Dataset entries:
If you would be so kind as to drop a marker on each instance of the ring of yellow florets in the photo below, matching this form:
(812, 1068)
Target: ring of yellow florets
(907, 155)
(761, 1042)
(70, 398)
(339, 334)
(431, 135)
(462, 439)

-- Goal of the exercise --
Your response must repeat the entries above exactly, in full.

-- Task response --
If you would be so kind as to drop a marker on each instance of the ring of yellow florets in the photo below, matching this form:
(812, 1068)
Target: ring of yellow florets
(907, 155)
(761, 1042)
(70, 398)
(339, 334)
(431, 135)
(462, 439)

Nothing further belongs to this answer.